**Description of the task**
Put every line of the material below, from the line containing "Where can the grassy" through the end, into a JSON list of strings, one string per line, skipping blank lines.

** begin **

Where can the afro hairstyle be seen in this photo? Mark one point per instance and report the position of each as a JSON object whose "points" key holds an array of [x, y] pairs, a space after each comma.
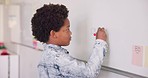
{"points": [[47, 18]]}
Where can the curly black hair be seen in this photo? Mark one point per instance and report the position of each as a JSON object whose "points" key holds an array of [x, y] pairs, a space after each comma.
{"points": [[47, 18]]}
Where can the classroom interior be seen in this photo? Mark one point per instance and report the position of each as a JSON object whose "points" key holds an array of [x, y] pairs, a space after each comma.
{"points": [[126, 22]]}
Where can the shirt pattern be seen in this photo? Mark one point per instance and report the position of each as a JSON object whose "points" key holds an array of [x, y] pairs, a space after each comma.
{"points": [[57, 63]]}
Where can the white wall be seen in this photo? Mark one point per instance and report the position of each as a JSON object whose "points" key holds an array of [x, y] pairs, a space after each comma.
{"points": [[125, 21], [1, 23]]}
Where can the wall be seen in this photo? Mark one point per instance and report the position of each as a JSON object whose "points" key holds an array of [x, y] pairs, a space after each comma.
{"points": [[125, 22]]}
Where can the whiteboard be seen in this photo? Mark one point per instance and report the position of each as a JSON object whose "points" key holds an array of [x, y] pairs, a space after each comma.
{"points": [[1, 23], [126, 23]]}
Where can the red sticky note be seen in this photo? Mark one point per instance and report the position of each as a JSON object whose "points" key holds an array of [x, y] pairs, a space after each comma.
{"points": [[137, 55]]}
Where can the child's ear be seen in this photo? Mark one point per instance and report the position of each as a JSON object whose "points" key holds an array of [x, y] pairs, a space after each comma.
{"points": [[53, 33]]}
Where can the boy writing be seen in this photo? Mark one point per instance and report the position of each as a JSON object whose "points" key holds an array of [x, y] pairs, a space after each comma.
{"points": [[51, 26]]}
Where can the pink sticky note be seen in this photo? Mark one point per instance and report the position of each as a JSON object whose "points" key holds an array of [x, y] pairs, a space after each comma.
{"points": [[146, 57], [137, 55]]}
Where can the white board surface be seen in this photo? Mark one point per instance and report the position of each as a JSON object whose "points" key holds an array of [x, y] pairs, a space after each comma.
{"points": [[126, 23]]}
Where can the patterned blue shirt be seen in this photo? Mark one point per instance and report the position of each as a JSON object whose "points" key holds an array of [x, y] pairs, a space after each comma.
{"points": [[57, 63]]}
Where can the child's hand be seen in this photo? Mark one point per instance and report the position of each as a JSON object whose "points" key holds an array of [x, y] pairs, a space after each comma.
{"points": [[101, 34]]}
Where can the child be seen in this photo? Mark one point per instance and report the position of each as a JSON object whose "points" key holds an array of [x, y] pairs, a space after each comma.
{"points": [[51, 26]]}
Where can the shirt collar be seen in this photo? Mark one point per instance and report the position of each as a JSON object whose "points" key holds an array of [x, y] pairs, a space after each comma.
{"points": [[51, 46]]}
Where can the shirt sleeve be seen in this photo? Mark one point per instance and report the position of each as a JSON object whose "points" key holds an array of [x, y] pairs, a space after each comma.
{"points": [[69, 67]]}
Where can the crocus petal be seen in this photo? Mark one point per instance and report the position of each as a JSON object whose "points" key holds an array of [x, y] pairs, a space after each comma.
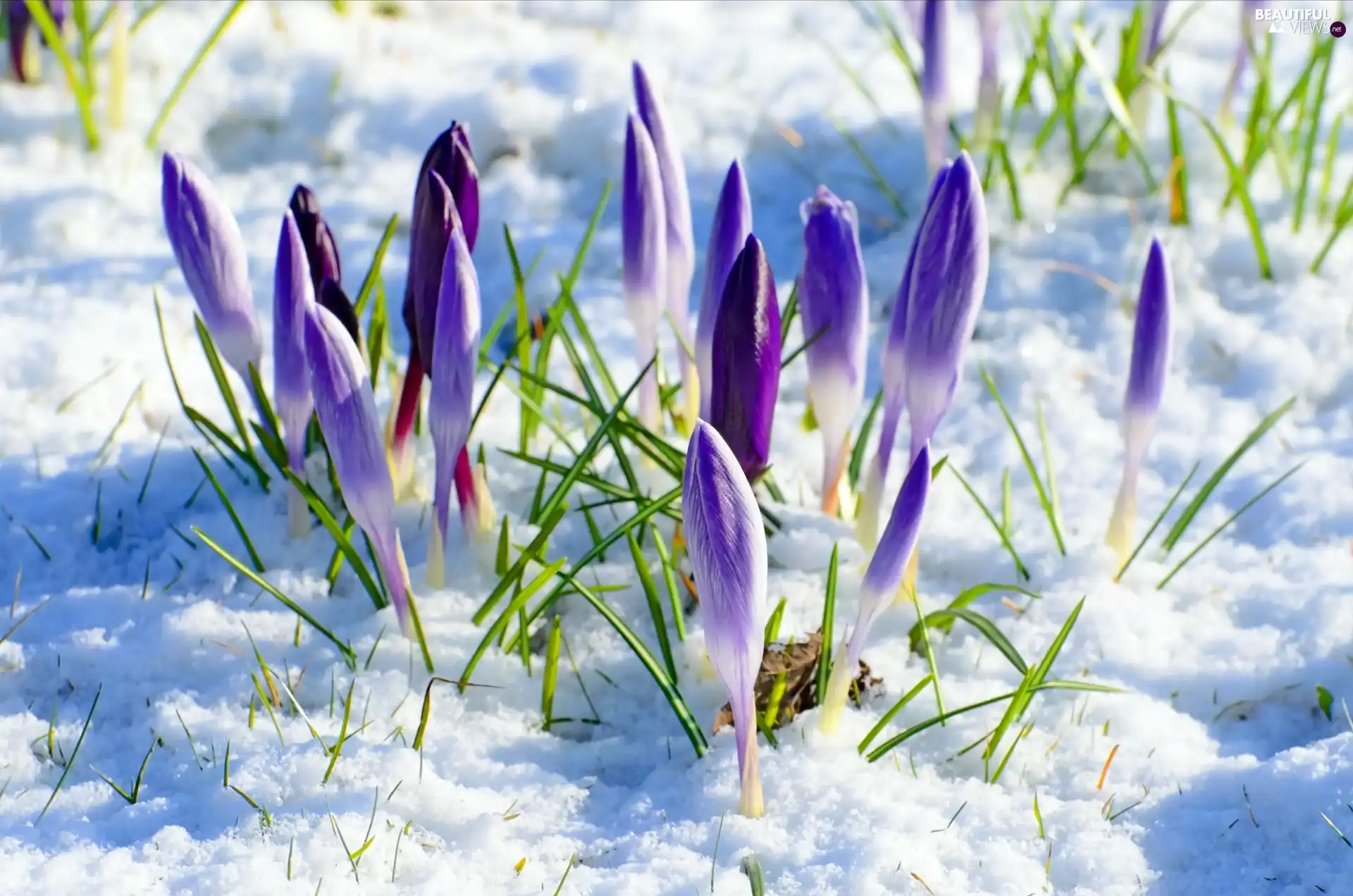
{"points": [[834, 301], [333, 298], [321, 248], [946, 292], [726, 540], [935, 80], [732, 225], [882, 577], [894, 386], [211, 255], [1145, 387], [454, 363], [643, 221], [681, 241], [746, 361], [348, 418], [451, 158]]}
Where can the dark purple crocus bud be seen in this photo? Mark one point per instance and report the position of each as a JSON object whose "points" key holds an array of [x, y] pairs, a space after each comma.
{"points": [[333, 298], [746, 361], [1145, 387], [732, 225], [291, 302], [321, 248], [454, 164]]}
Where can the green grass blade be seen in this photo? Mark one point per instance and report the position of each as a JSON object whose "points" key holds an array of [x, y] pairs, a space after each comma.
{"points": [[350, 657], [1229, 521], [153, 135], [1049, 509], [1191, 509], [230, 511]]}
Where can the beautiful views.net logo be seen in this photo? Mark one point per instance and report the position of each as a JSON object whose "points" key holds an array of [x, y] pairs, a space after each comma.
{"points": [[1301, 22]]}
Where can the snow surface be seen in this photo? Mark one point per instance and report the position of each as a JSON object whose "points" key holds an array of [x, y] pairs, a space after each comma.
{"points": [[1219, 740]]}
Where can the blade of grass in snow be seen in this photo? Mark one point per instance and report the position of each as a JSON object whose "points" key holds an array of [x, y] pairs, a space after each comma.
{"points": [[1010, 549], [1226, 523], [655, 606], [153, 135], [1185, 517], [230, 511], [1049, 508], [350, 657], [1237, 179], [1156, 523], [82, 92], [824, 658], [70, 759]]}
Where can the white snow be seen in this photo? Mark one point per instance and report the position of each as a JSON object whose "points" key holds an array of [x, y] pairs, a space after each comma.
{"points": [[1218, 737]]}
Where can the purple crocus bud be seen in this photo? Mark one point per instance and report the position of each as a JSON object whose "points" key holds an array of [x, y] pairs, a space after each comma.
{"points": [[333, 298], [1145, 386], [894, 387], [881, 581], [451, 160], [681, 241], [834, 299], [211, 255], [726, 540], [935, 82], [732, 225], [18, 22], [455, 356], [989, 17], [321, 248], [292, 298], [347, 412], [643, 224], [746, 361], [947, 286]]}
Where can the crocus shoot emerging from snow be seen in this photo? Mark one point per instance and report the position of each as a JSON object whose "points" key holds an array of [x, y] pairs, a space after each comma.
{"points": [[746, 361], [292, 298], [894, 387], [1145, 386], [834, 299], [882, 577], [732, 225], [681, 241], [211, 255], [643, 225], [726, 540], [455, 356], [347, 412]]}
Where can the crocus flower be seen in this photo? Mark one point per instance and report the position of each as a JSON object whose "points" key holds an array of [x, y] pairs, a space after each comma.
{"points": [[1145, 386], [881, 581], [935, 82], [292, 297], [451, 160], [834, 299], [681, 241], [746, 361], [732, 226], [347, 412], [726, 540], [894, 387], [321, 248], [947, 286], [989, 15], [211, 255], [643, 224], [455, 356], [333, 298]]}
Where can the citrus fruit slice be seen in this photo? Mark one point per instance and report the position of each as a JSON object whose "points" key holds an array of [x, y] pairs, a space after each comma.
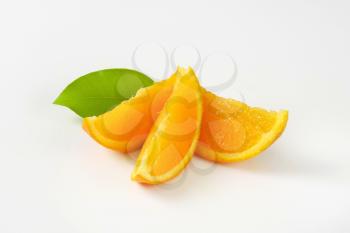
{"points": [[126, 127], [174, 136], [232, 131]]}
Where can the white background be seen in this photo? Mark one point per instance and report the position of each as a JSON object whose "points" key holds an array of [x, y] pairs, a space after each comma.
{"points": [[290, 54]]}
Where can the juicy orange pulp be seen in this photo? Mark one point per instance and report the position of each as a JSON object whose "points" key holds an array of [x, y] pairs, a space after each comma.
{"points": [[230, 130], [174, 135]]}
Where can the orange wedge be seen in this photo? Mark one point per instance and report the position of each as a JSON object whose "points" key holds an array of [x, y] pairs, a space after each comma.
{"points": [[232, 131], [174, 136], [126, 127]]}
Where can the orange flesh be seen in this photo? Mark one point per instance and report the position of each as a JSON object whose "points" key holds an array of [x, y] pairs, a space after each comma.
{"points": [[180, 124], [174, 135], [228, 126]]}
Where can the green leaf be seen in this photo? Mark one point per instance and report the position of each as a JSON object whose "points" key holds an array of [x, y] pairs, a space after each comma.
{"points": [[100, 91]]}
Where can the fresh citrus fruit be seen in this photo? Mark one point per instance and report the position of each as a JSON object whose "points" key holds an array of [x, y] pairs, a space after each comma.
{"points": [[126, 127], [232, 131], [174, 136]]}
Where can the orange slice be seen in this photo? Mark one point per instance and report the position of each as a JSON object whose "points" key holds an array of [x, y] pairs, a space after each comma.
{"points": [[126, 127], [232, 131], [174, 136]]}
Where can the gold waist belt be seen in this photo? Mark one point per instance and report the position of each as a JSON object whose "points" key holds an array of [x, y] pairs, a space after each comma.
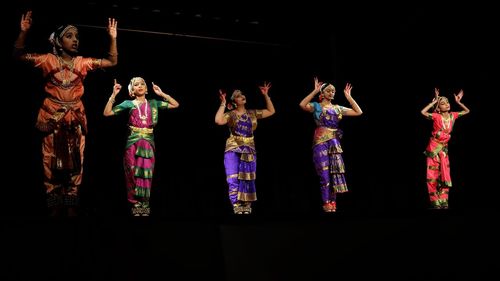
{"points": [[141, 130]]}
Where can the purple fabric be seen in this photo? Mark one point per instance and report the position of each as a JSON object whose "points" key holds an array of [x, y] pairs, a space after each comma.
{"points": [[239, 189], [327, 153]]}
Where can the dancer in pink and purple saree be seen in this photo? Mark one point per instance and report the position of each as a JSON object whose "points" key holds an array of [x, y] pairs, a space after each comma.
{"points": [[327, 152], [139, 158], [438, 164], [240, 157]]}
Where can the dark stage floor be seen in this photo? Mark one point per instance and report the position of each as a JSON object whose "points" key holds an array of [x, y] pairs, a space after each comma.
{"points": [[428, 245]]}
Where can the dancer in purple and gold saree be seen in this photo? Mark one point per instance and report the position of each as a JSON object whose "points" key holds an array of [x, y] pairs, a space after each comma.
{"points": [[327, 152], [139, 158], [62, 116], [438, 164], [240, 157]]}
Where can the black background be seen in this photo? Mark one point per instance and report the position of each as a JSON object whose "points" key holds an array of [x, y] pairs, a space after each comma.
{"points": [[394, 56]]}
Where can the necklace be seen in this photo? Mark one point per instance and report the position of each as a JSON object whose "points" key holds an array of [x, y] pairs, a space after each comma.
{"points": [[446, 121], [66, 70], [243, 117], [145, 116]]}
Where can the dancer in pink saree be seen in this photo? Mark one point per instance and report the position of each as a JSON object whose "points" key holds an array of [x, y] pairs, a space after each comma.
{"points": [[438, 164], [139, 158]]}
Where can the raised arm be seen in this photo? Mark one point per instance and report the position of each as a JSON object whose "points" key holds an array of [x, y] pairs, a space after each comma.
{"points": [[458, 98], [112, 58], [269, 111], [305, 103], [425, 110], [219, 115], [19, 45], [172, 102], [355, 110], [108, 109]]}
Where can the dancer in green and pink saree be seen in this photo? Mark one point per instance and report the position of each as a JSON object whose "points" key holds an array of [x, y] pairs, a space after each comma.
{"points": [[139, 158], [327, 152], [62, 118], [438, 164], [240, 157]]}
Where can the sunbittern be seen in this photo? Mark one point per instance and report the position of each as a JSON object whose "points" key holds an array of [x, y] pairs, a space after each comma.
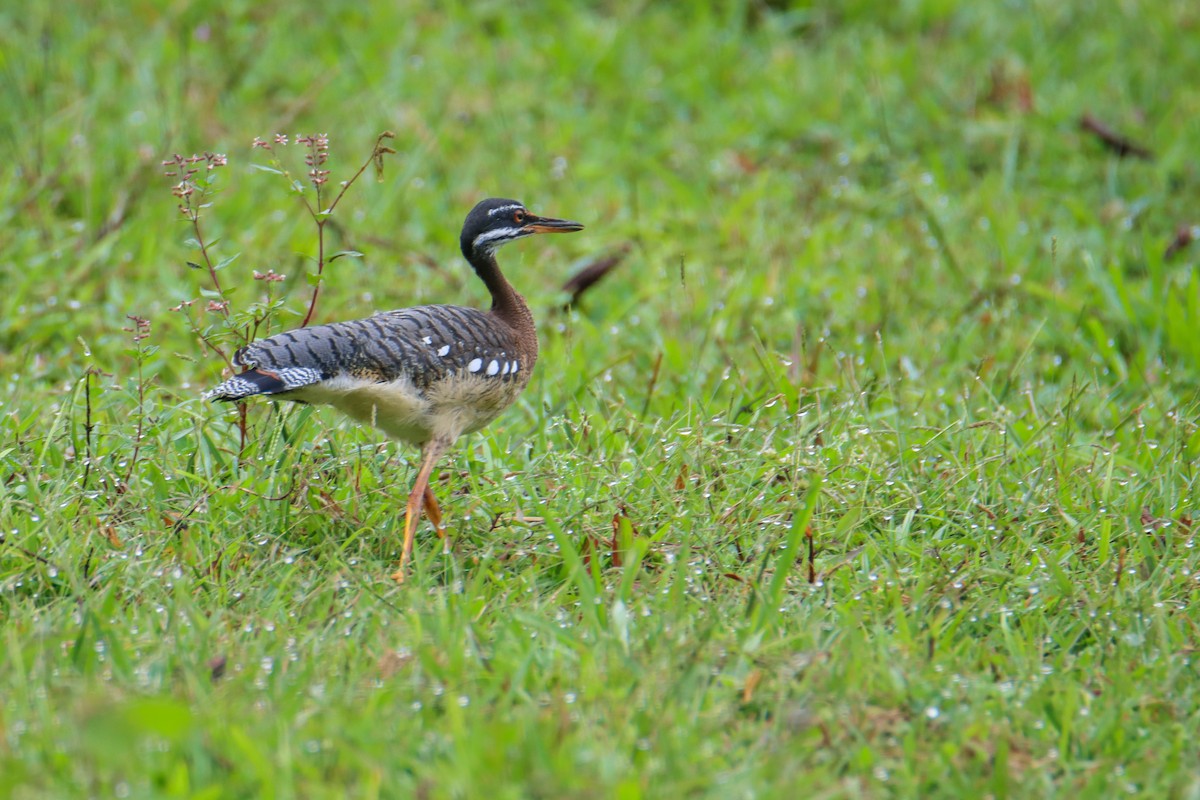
{"points": [[424, 376]]}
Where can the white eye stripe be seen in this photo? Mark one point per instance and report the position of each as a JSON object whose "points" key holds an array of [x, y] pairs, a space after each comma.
{"points": [[497, 234]]}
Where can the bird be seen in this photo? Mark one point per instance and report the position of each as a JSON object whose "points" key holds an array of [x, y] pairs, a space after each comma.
{"points": [[424, 376]]}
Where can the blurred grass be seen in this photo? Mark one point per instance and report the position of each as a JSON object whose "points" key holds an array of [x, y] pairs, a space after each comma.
{"points": [[875, 254]]}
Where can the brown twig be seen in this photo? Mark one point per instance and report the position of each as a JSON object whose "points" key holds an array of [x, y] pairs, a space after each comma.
{"points": [[591, 274], [1115, 142]]}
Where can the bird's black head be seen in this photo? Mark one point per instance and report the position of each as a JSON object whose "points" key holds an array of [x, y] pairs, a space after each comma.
{"points": [[496, 222]]}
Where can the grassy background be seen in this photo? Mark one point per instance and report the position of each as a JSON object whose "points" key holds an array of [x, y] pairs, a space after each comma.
{"points": [[891, 287]]}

** end **

**The output**
[
  "Where can the grassy background be seen in this photo? Mark one point per instance and report the position of each as a JSON object whose \"points\" key holds an array of [x, y] pairs, a space after each comma.",
  "{\"points\": [[891, 287]]}"
]